Document excerpt:
——

Poor visibility is caused by the presence of atmospheric aerosols whose
loading depends on both emission and meteorology. The increase in
anthropogenic emissions directly affects the formation of haze, such as
biomass burning, and factory and vehicle emissions (Watson, 2002; Sun et
al., 2006; Q. Liu et al., 2016; Qu et al., 2018). During some major events
like the 2008 Summer Olympic Games, drastic measures were taken to reduce
emissions, which led to a significant improvement in air quality (Huang et
al., 2014; Shi et al., 2016; Y. Wang et al., 2017). This attests to the
major role of emissions in air quality. Surface solar radiation and weather
such as wind conditions also affect aerosol pollution (Yang et al., 2015).
It has been widely known that aerosols interact with the planetary boundary
layer (PBL; Quan et al., 2013; Li et al., 2017; Qu et al., 2018; Su et al.,
2018). More aerosols reduce surface solar radiation, resulting in a more
stable PBL which enhances the accumulation of pollutants within the PBL.
Numerous studies have highlighted that the diurnal evolution of the PBL is
crucial to the formation of air pollution episodes (Tie et al., 2015; Amil
et al., 2016; Kusumaningtyas and Aldrian, 2016; Li et al., 2017; Qu et al.,
2018). Besides feedbacks, the stability of the PBL affects the dispersion of
pollutants.
Aerosol hygroscopicity also significantly affects visibility due to the
swelling of aerosols (Jeong et al., 2007; Wang et al., 2014). A number of
studies have shown that aerosol hygroscopic growth can accelerate the
formation and evolution of haze pollution in the North China Plain (NCP;
e.g., Quan et al., 2011; Liu et al., 2013; Wang et al., 2014; Yang et al.,
2015). There are many ways to measure aerosol hygroscopicity. A widely used
parameter, the aerosol particle size hygroscopic growth factor (GF) is
defined as the ratio of the wet particle diameter (Dp,wet) at a high
relative humidity (RH) to the corresponding dry diameter (Dp,dry). The
GF at a certain particle size can be detected by a hygroscopic tandem
differential mobility analyzer (H-TDMA; e.g., Liu et al., 1978; Swietlicki
et al., 2008; Y. Wang et al., 2017). In general, the H-TDMA system mainly
consists of two differential mobility analyzer (DMA) systems and one
condensation particle counter (CPC). The DMA is first used to select
particles at a specific size, and the second DMA and the CPC are used to
measure the size distribution of humidified particles. Another instrument
known as the differential aerosol sizing and hygroscopicity spectrometer
probe (DASH-SP) can also measure the GF at different RHs (Sorooshian et al.,
2008). The DASH-SP couples one DMA and an optical particle size spectrometer
(OPSS). The dry size-dependent particles are selected by the DMA, then
exposed to different RH environments, and finally measured in the OPSS
(Sorooshian et al., 2008; Rosati et al., 2015).

——

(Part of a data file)
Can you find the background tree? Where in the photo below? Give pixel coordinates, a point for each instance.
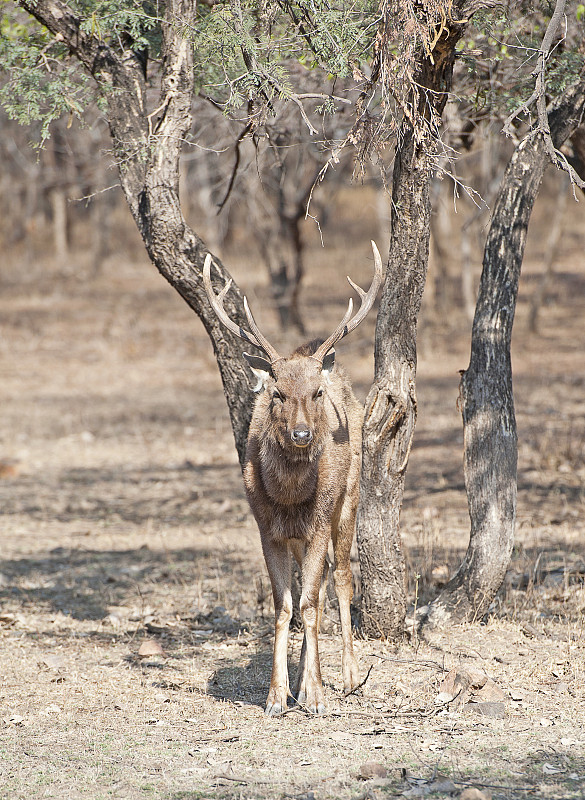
(396, 62)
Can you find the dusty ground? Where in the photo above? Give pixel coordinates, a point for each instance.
(123, 521)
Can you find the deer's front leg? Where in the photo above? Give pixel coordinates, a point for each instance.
(309, 686)
(278, 562)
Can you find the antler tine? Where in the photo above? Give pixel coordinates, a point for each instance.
(216, 301)
(262, 341)
(367, 301)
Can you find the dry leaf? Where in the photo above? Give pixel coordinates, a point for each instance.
(471, 793)
(150, 648)
(372, 769)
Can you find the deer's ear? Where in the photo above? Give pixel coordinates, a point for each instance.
(261, 368)
(328, 364)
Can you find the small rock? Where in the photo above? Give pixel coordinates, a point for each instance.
(150, 648)
(372, 769)
(489, 709)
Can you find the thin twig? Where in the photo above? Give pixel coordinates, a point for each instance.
(359, 686)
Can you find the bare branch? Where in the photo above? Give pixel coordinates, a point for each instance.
(539, 93)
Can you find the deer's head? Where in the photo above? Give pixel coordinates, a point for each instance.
(295, 387)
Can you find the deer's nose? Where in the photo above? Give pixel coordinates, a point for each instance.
(301, 436)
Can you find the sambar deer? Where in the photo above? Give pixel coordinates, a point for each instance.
(301, 474)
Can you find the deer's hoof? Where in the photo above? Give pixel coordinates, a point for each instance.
(315, 704)
(274, 709)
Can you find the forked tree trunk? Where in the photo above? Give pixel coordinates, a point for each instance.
(391, 409)
(487, 403)
(147, 148)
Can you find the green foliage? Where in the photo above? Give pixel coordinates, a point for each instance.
(39, 82)
(246, 50)
(503, 76)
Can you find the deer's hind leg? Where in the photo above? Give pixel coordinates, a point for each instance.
(309, 684)
(342, 535)
(278, 562)
(298, 549)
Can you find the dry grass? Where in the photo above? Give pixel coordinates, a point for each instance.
(123, 520)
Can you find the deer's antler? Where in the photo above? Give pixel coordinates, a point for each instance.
(348, 323)
(255, 337)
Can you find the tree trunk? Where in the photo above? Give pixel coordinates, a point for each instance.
(391, 408)
(147, 148)
(487, 403)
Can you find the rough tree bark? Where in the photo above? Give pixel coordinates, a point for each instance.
(391, 406)
(487, 403)
(147, 148)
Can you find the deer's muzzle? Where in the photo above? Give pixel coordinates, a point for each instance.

——

Task instructions:
a) From the passage on aerosols and visibility, return the exact text starting with "Poor visibility is" and going on through "(Yang et al., 2015).".
b) Identify every line of the records that contains the string "antler", and copy each such line.

Responses by task:
a)
Poor visibility is caused by the presence of atmospheric aerosols whose
loading depends on both emission and meteorology. The increase in
anthropogenic emissions directly affects the formation of haze, such as
biomass burning, and factory and vehicle emissions (Watson, 2002; Sun et
al., 2006; Q. Liu et al., 2016; Qu et al., 2018). During some major events
like the 2008 Summer Olympic Games, drastic measures were taken to reduce
emissions, which led to a significant improvement in air quality (Huang et
al., 2014; Shi et al., 2016; Y. Wang et al., 2017). This attests to the
major role of emissions in air quality. Surface solar radiation and weather
such as wind conditions also affect aerosol pollution (Yang et al., 2015).

b)
Can you find the antler tine? Where in the photo above? Give pixel coordinates, a point for each instance.
Can you find the deer's antler? Where in the photo above? Give pixel coordinates, a point for each instance.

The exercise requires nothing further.